Directions ▸ The response must contain each line of the material that holds "hair".

Material shown ▸
- - - - -
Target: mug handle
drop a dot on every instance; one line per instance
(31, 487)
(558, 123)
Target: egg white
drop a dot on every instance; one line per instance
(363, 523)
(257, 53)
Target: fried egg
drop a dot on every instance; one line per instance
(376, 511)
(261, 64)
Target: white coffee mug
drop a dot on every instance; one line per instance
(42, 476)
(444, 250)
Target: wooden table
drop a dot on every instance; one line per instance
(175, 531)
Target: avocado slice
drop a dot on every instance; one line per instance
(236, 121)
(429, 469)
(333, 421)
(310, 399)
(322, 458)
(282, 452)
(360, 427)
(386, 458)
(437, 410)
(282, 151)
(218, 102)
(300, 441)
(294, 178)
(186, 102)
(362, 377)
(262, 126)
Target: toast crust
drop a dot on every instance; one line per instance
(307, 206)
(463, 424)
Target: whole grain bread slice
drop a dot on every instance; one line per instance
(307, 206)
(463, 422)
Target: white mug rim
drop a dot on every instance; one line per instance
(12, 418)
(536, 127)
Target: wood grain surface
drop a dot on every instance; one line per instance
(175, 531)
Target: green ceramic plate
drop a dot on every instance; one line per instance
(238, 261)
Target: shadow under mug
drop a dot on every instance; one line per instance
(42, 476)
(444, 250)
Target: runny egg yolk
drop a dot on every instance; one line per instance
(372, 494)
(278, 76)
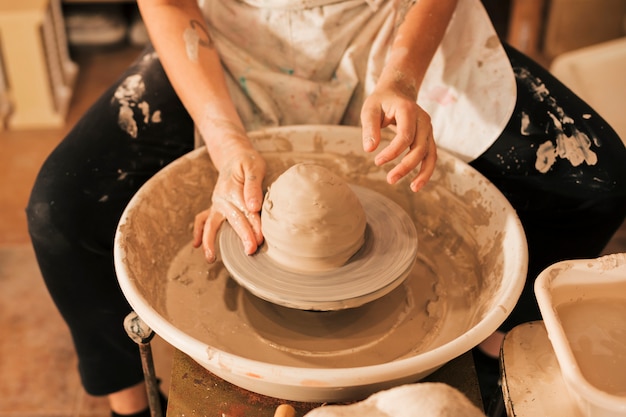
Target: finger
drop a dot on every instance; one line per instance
(426, 169)
(209, 234)
(371, 123)
(240, 224)
(406, 130)
(417, 152)
(253, 186)
(253, 196)
(198, 227)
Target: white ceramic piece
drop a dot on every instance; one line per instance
(382, 263)
(469, 272)
(583, 305)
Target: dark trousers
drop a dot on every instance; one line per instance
(130, 133)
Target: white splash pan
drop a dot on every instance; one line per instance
(470, 240)
(577, 281)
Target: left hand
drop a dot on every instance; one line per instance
(397, 106)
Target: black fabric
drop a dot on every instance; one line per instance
(569, 211)
(73, 211)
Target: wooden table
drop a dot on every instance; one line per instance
(196, 392)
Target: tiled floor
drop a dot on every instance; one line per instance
(37, 364)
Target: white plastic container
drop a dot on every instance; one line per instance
(583, 304)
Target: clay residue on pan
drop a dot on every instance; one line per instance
(449, 290)
(436, 303)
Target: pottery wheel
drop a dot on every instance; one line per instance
(380, 265)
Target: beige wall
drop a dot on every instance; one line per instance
(572, 24)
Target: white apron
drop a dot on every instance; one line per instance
(313, 62)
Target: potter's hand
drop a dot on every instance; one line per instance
(414, 134)
(237, 198)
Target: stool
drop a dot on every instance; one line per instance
(196, 391)
(38, 74)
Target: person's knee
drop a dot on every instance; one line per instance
(47, 212)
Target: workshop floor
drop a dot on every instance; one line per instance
(37, 363)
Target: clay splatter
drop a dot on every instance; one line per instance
(129, 95)
(574, 146)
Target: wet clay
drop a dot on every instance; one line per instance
(455, 282)
(311, 219)
(433, 306)
(595, 331)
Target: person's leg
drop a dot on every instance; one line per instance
(563, 168)
(136, 128)
(564, 171)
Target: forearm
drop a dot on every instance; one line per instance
(179, 34)
(414, 46)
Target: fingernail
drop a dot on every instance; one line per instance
(416, 186)
(210, 257)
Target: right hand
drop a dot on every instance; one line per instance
(237, 198)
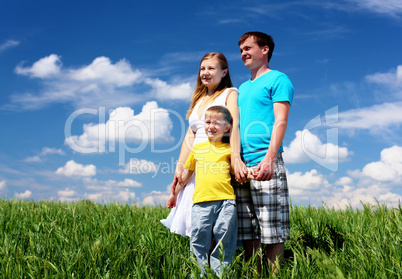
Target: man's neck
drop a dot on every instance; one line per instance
(257, 72)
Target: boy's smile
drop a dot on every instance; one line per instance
(215, 127)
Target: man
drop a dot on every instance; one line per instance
(264, 103)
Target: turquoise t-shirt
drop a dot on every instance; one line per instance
(256, 100)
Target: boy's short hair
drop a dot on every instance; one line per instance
(221, 110)
(261, 40)
(227, 117)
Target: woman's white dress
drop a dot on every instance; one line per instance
(179, 218)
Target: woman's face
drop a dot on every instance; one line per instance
(211, 73)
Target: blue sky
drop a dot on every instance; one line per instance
(93, 95)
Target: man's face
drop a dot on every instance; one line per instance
(252, 55)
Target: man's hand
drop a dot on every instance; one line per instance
(171, 202)
(265, 169)
(240, 170)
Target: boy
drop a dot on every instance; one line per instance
(213, 214)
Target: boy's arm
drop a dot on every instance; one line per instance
(186, 175)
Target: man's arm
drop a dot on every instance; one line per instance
(265, 169)
(240, 169)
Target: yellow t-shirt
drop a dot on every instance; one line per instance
(211, 162)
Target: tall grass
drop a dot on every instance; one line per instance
(88, 240)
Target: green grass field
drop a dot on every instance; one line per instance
(88, 240)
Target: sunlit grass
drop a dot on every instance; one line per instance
(88, 240)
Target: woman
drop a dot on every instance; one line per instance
(214, 88)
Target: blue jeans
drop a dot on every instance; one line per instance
(215, 219)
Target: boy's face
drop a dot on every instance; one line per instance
(215, 126)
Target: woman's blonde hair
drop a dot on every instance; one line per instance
(201, 90)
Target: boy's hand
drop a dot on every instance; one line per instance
(251, 175)
(171, 202)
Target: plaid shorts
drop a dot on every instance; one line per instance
(263, 207)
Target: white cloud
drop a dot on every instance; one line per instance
(137, 166)
(391, 8)
(389, 168)
(307, 146)
(152, 123)
(99, 84)
(101, 70)
(164, 91)
(45, 151)
(26, 195)
(125, 195)
(129, 183)
(72, 168)
(2, 185)
(374, 118)
(109, 186)
(43, 68)
(8, 44)
(66, 193)
(345, 180)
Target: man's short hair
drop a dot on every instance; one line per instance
(261, 40)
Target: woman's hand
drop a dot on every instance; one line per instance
(177, 176)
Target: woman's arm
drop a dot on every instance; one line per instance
(172, 199)
(184, 152)
(240, 169)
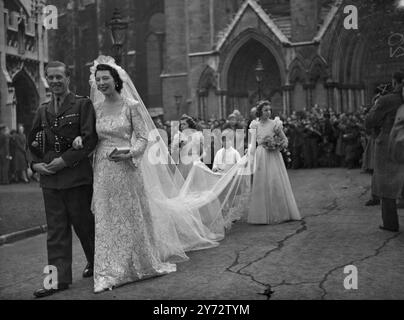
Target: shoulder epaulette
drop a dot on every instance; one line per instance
(82, 97)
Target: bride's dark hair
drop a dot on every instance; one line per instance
(114, 74)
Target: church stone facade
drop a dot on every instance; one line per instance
(307, 54)
(23, 55)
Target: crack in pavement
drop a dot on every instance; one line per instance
(365, 191)
(280, 244)
(377, 252)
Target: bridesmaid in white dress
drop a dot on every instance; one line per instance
(125, 249)
(272, 199)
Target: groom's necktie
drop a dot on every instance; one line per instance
(57, 105)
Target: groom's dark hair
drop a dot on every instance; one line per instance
(114, 73)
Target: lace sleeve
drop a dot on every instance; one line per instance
(139, 132)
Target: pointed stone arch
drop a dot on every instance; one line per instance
(209, 104)
(318, 69)
(229, 50)
(297, 71)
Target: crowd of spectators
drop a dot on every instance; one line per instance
(318, 137)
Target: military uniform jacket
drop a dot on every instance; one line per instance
(76, 117)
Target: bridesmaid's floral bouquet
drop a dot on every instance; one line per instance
(275, 142)
(278, 142)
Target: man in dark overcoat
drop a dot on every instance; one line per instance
(66, 174)
(388, 175)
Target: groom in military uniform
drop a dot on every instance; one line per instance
(66, 173)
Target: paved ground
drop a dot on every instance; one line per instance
(297, 260)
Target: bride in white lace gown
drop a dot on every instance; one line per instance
(125, 248)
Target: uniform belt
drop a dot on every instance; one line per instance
(60, 147)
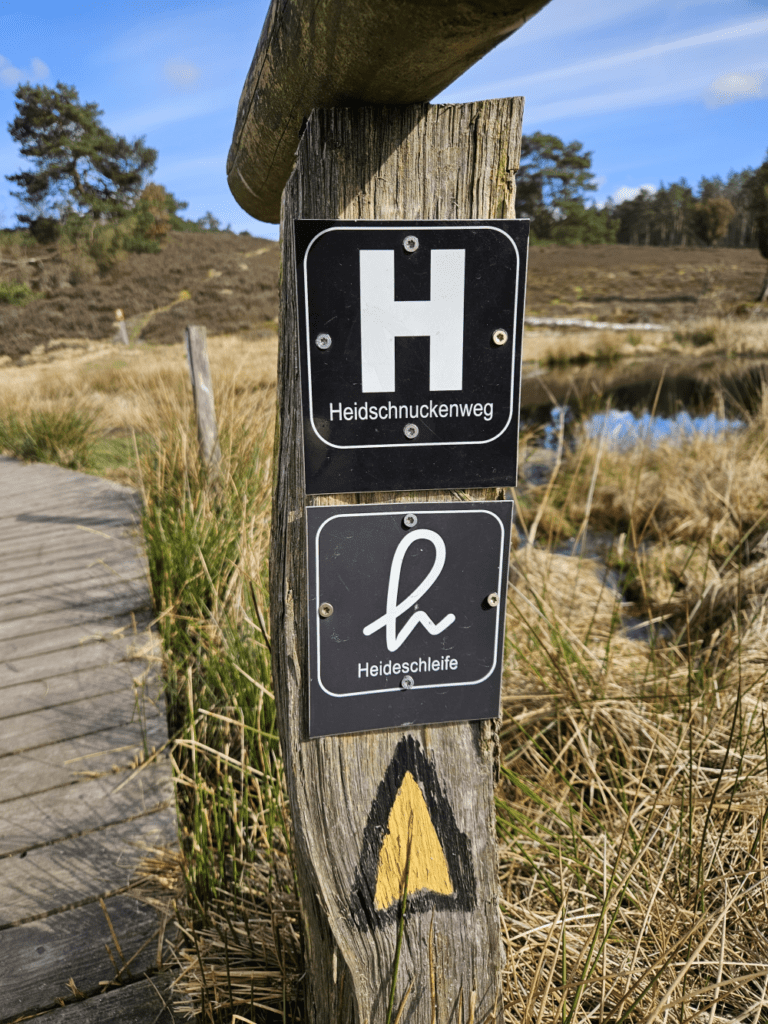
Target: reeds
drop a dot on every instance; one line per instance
(633, 798)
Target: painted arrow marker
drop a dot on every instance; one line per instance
(411, 826)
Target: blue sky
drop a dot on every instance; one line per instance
(656, 90)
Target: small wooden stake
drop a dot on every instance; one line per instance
(122, 332)
(349, 793)
(200, 372)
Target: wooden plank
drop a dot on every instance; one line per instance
(79, 869)
(79, 718)
(45, 548)
(407, 163)
(16, 648)
(23, 698)
(37, 960)
(326, 53)
(82, 807)
(79, 595)
(84, 757)
(68, 571)
(35, 665)
(26, 508)
(146, 1001)
(83, 614)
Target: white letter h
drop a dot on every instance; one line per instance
(440, 317)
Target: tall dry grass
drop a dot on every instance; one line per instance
(633, 797)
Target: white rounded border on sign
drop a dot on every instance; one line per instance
(379, 226)
(397, 510)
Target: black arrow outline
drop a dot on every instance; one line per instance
(410, 757)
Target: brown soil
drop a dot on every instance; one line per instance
- - - - -
Output below ▸
Target: boy's short hair
Target: woman's blonde hair
Target: man's short hair
Target: bride's dark hair
Target: groom's dark hair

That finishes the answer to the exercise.